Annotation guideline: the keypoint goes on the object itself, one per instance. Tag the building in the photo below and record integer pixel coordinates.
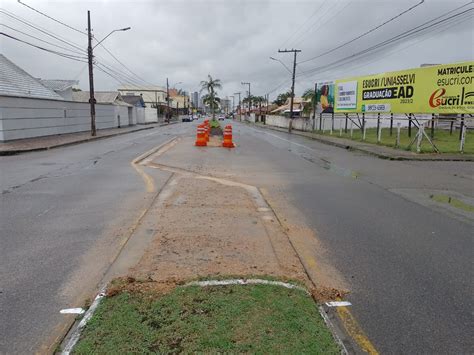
(28, 108)
(123, 112)
(64, 88)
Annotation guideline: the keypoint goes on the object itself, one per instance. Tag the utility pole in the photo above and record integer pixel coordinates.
(294, 51)
(249, 97)
(91, 74)
(167, 100)
(240, 107)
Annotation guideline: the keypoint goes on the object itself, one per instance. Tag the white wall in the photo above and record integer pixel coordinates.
(26, 118)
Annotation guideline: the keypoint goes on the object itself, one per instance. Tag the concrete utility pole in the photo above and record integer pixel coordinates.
(294, 51)
(167, 100)
(248, 96)
(240, 106)
(91, 74)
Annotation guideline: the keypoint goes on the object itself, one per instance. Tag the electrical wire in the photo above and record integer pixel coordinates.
(42, 40)
(52, 18)
(396, 38)
(65, 55)
(366, 33)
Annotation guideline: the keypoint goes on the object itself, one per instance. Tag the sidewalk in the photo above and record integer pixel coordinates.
(379, 151)
(61, 140)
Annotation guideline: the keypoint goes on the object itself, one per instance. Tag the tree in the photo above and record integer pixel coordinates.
(309, 95)
(281, 99)
(211, 101)
(210, 86)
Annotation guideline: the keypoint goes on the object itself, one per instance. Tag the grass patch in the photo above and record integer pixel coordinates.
(445, 142)
(237, 319)
(453, 202)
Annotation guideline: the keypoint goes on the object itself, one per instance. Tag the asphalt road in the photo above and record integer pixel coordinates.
(64, 216)
(406, 259)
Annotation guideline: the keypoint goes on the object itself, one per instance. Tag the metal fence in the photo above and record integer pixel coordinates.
(417, 127)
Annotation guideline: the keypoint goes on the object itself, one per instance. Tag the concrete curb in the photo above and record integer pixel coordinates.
(84, 140)
(421, 157)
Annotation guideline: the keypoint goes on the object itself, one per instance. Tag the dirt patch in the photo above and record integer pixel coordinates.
(207, 229)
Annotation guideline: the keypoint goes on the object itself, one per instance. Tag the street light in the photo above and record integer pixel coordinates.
(90, 55)
(279, 61)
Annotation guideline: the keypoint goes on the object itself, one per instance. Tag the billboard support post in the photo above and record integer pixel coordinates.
(397, 144)
(391, 123)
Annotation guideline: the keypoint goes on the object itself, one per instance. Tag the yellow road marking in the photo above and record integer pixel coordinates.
(354, 330)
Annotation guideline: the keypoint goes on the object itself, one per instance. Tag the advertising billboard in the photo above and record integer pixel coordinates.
(325, 97)
(436, 89)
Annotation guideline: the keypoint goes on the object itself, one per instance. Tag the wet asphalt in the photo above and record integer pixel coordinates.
(407, 260)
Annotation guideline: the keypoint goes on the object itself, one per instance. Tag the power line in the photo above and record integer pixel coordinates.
(365, 33)
(303, 24)
(52, 18)
(65, 55)
(403, 35)
(41, 30)
(41, 40)
(320, 24)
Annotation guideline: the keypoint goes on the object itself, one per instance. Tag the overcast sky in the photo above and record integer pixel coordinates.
(232, 39)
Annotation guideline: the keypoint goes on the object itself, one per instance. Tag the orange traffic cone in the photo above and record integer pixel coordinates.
(201, 137)
(227, 142)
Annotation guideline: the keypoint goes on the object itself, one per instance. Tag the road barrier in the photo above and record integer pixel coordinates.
(201, 140)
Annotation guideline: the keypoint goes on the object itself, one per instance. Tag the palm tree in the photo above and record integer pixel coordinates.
(309, 94)
(211, 101)
(210, 86)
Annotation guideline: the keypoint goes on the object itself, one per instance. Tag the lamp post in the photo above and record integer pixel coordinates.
(240, 107)
(90, 56)
(249, 97)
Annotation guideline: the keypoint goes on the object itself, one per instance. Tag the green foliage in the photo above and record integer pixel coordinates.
(223, 319)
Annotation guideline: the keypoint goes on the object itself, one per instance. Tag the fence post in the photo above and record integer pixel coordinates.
(462, 125)
(421, 128)
(463, 138)
(379, 130)
(409, 125)
(397, 143)
(432, 127)
(391, 123)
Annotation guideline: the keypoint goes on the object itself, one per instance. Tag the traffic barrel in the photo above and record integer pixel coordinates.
(227, 142)
(201, 140)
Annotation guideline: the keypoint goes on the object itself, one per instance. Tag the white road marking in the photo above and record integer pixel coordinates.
(338, 304)
(72, 311)
(77, 332)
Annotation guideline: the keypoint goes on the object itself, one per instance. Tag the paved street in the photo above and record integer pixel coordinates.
(405, 259)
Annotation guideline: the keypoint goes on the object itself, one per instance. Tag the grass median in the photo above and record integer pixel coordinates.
(444, 141)
(234, 318)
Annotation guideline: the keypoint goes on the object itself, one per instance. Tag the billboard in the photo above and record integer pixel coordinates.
(325, 97)
(435, 89)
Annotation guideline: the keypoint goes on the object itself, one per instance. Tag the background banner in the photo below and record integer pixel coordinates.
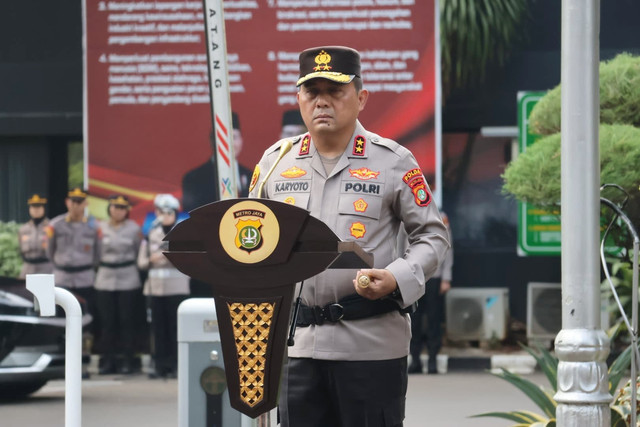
(147, 116)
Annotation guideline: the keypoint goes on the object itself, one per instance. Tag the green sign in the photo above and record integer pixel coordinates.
(538, 229)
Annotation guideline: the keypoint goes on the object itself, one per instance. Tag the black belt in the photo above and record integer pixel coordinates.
(74, 269)
(117, 264)
(351, 307)
(39, 260)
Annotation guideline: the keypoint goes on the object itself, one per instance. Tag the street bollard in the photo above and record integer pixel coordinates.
(203, 397)
(47, 295)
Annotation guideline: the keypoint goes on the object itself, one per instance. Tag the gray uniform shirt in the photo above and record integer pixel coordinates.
(164, 279)
(33, 246)
(74, 245)
(375, 186)
(120, 245)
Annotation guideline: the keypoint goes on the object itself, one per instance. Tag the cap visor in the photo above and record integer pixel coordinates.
(336, 77)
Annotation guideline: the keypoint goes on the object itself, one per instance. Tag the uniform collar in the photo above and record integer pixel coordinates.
(67, 218)
(356, 149)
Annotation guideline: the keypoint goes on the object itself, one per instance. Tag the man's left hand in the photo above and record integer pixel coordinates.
(382, 283)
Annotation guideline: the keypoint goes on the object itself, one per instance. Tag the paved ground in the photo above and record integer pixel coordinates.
(433, 400)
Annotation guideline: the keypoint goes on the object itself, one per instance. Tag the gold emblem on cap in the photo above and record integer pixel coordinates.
(364, 281)
(322, 59)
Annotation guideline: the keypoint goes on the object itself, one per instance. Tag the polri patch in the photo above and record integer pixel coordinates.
(415, 180)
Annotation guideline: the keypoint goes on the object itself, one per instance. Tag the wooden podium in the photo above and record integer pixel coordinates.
(252, 252)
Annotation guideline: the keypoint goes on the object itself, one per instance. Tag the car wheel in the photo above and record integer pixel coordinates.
(20, 390)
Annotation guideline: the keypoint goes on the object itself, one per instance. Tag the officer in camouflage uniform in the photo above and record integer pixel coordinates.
(74, 248)
(118, 284)
(352, 371)
(33, 239)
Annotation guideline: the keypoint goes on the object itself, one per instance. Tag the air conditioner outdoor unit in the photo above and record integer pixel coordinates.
(477, 313)
(544, 310)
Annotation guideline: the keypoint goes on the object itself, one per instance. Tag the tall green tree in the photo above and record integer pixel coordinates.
(474, 34)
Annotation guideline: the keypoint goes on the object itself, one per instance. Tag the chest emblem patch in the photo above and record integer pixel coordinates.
(358, 230)
(360, 205)
(254, 177)
(359, 144)
(293, 172)
(364, 174)
(415, 180)
(304, 145)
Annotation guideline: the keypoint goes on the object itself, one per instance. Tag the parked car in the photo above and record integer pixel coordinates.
(31, 347)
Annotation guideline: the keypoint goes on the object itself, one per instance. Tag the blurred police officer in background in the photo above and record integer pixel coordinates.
(351, 369)
(74, 249)
(117, 285)
(33, 239)
(200, 185)
(165, 286)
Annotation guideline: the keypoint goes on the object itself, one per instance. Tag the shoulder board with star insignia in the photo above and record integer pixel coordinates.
(384, 142)
(276, 147)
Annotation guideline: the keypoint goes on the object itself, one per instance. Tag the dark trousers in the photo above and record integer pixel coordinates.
(117, 317)
(430, 307)
(164, 327)
(343, 393)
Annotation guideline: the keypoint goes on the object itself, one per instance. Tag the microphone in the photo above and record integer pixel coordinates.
(285, 147)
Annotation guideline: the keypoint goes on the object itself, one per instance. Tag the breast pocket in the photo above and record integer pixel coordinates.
(358, 216)
(294, 192)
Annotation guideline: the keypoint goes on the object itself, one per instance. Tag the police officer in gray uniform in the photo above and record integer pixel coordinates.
(74, 248)
(165, 286)
(350, 369)
(117, 285)
(33, 239)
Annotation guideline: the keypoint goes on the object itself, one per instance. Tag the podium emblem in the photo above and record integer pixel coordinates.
(249, 231)
(249, 237)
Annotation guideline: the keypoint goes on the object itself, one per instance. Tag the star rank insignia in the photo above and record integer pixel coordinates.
(304, 146)
(359, 145)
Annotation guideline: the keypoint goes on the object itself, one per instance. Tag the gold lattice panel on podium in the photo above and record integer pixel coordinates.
(251, 325)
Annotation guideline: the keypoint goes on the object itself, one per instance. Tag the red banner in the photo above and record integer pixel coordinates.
(147, 113)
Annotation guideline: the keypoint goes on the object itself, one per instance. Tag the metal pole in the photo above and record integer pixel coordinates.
(581, 346)
(72, 357)
(47, 295)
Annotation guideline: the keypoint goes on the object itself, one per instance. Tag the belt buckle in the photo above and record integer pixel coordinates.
(333, 312)
(318, 315)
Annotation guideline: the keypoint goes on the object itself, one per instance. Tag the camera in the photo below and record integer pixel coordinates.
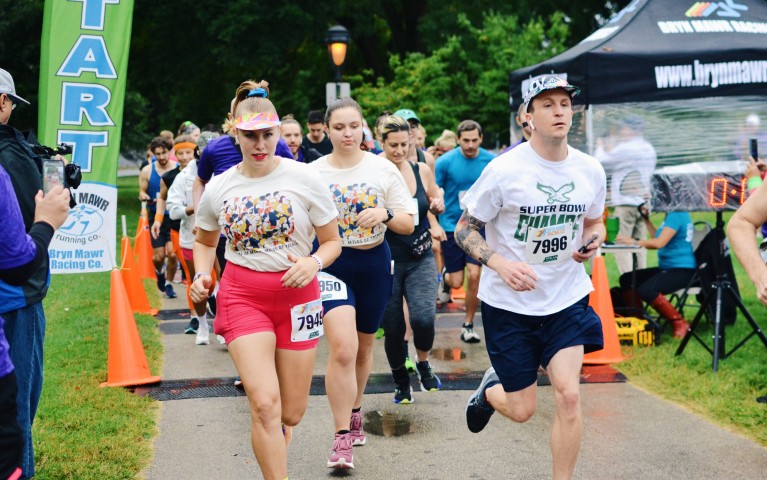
* * *
## EXERCISE BRIEF
Count the lines in the items above that contain the string "unit", and reply with that number alone.

## WRITTEN SOLUTION
1